THE TASK:
Reproduce verbatim the whole post below about building developer tooling through conversations with Claude.

SUPPLIED TEXT:
# # #
Building Dev Tooling Through Conversations with Claude

Table of Contents

Established tech companies often have teams whose job, at least in part, is to write and maintain tooling for internal developers.

When done well, developer tooling provides a streamlined way of doing common things and helps steer people towards standard ways of using the platform. It also makes ad-hoc testing a lot easier, which can help surface bugs or highlight awkward APIs.

I missed having a nice developer experience, but it’s hard to prioritise tooling at a startup like Quidkey. I figured with agentic coding tools (specifically Claude Code) we might be able to replicate at least some of the nice developer experience without having to dedicate a chunk of time. So I decided to write a unified CLI for interacting with Quidkey’s platform - creatively called qk (pronunciation TBD - maybe “cookie”?)

We now use this internally for managing per-env config, testing APIs, debugging transactions, managing users and roles, and a bunch of other useful things.

# Creating a user on my local env
qk user create --env local --email [email protected] --role global:admin-read-only

# Fetch a timeline of a transaction in prod (i have changed the UUID just in case :P)
qk transaction get --env prd 25e0f9e6-03d0-4121-8529-64255a6fa87d --with-timeline

# Add a config value to the console service in our test env 
qk config add console --env tst --key POSTHOG_PROJECT_API_KEY

# Manually try and progress a transaction in dev to awaiting payout via the API
qk api --env dev put /transactions/7843408b-990b-49c6-9c2f-ce7a113c0669/status '{ "status": "converted" }'

In this post, I’m hoping to show through examples how I’ve been using Claude to develop qk, and in particular how some of the fundamental design choices and architecture were driven by some fairly small-seeming feature requests with some follow-up questions.

To help with this, I (well actually Claude Code) dug into my history to unearth some of the prompts I used. I’ve included a bunch of these verbatim as examples throughout in the hope they give a flavour for how qk has been developed.
# # #
DATA RECORDS:
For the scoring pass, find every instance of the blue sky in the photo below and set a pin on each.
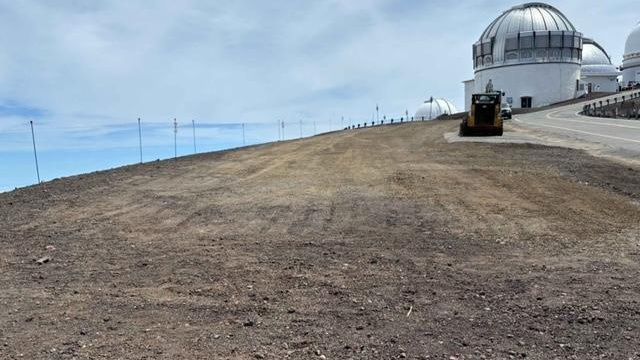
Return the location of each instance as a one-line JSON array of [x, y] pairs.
[[84, 71]]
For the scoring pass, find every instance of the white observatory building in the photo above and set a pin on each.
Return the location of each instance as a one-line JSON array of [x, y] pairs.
[[532, 53], [434, 108], [631, 61], [597, 73]]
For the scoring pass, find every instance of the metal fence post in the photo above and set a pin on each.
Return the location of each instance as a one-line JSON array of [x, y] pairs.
[[35, 153], [140, 138]]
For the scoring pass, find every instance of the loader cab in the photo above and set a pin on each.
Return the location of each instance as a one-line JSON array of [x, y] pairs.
[[485, 117], [485, 108]]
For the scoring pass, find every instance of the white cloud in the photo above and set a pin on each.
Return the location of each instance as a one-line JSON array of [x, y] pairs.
[[97, 63]]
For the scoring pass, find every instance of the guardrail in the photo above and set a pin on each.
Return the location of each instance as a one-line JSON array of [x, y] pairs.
[[625, 105]]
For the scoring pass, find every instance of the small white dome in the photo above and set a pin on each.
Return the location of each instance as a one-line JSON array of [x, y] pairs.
[[596, 61], [633, 42], [594, 54], [434, 108]]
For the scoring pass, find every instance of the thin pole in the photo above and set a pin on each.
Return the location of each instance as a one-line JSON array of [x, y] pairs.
[[140, 138], [193, 122], [35, 153], [175, 138]]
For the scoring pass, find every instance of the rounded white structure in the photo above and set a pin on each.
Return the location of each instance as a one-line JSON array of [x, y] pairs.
[[532, 53], [631, 62], [597, 74], [434, 108]]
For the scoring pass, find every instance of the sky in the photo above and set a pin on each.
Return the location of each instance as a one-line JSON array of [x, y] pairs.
[[84, 71]]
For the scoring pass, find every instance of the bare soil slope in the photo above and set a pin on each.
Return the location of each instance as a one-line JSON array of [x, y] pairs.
[[381, 243]]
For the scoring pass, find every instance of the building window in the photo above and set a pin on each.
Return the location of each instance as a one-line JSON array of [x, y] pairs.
[[526, 42], [486, 48], [511, 44], [512, 56], [542, 40], [541, 54], [568, 40], [556, 41]]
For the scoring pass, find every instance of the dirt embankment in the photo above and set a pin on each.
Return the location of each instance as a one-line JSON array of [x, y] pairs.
[[374, 244]]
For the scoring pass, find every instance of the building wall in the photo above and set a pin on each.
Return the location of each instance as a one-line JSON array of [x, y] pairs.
[[546, 83], [469, 88], [631, 72], [601, 83]]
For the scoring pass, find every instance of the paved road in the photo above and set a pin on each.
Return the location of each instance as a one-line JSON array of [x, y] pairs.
[[616, 135]]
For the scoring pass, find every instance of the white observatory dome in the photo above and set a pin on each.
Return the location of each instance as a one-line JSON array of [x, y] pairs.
[[528, 33], [597, 73], [434, 108], [532, 53]]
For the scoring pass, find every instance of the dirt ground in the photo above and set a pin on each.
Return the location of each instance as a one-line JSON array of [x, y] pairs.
[[382, 243]]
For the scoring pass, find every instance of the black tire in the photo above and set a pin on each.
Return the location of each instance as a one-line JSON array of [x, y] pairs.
# # #
ANSWER TO THE EXERCISE:
Building Dev Tooling Through Conversations with Claude

Table of Contents

Established tech companies often have teams whose job, at least in part, is to write and maintain tooling for internal developers.

When done well, developer tooling provides a streamlined way of doing common things and helps steer people towards standard ways of using the platform. It also makes ad-hoc testing a lot easier, which can help surface bugs or highlight awkward APIs.

I missed having a nice developer experience, but it’s hard to prioritise tooling at a startup like Quidkey. I figured with agentic coding tools (specifically Claude Code) we might be able to replicate at least some of the nice developer experience without having to dedicate a chunk of time. So I decided to write a unified CLI for interacting with Quidkey’s platform - creatively called qk (pronunciation TBD - maybe “cookie”?)

We now use this internally for managing per-env config, testing APIs, debugging transactions, managing users and roles, and a bunch of other useful things.

# Creating a user on my local env
qk user create --env local --email [email protected] --role global:admin-read-only

# Fetch a timeline of a transaction in prod (i have changed the UUID just in case :P)
qk transaction get --env prd 25e0f9e6-03d0-4121-8529-64255a6fa87d --with-timeline

# Add a config value to the console service in our test env 
qk config add console --env tst --key POSTHOG_PROJECT_API_KEY

# Manually try and progress a transaction in dev to awaiting payout via the API
qk api --env dev put /transactions/7843408b-990b-49c6-9c2f-ce7a113c0669/status '{ "status": "converted" }'

In this post, I’m hoping to show through examples how I’ve been using Claude to develop qk, and in particular how some of the fundamental design choices and architecture were driven by some fairly small-seeming feature requests with some follow-up questions.

To help with this, I (well actually Claude Code) dug into my history to unearth some of the prompts I used. I’ve included a bunch of these verbatim as examples throughout in the hope they give a flavour for how qk has been developed.